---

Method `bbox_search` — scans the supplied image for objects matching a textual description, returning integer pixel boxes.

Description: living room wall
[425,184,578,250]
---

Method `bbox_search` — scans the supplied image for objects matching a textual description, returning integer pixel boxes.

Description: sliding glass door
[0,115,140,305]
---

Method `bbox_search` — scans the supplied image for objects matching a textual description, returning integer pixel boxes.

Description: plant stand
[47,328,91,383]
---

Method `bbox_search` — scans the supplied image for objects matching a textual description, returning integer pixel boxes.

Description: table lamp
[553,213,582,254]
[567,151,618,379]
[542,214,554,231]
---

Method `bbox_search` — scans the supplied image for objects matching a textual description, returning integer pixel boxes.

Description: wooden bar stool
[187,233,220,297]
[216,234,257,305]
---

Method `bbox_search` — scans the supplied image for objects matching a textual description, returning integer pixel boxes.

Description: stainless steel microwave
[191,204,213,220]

# WHAT IS EXPECTED
Return the records word for word, beginning with their first line and stopping after the line that contains "[47,328,91,383]", with that line included.

# EXPECTED ANSWER
---

Method `bbox_search` — scans the supplied image for objects matching a textual description, returning integer pixel boxes.

Description: living room wall
[425,184,578,250]
---

Method `bbox_search` — scans the supplied image for objects matching a textual description, returning integer pixel boxes.

Description: sliding glass door
[0,115,140,305]
---

Method `bbox_search` — scans the supplied image for objects matching a textual description, returning integer pixel boxes.

Description: plant stand
[47,328,91,383]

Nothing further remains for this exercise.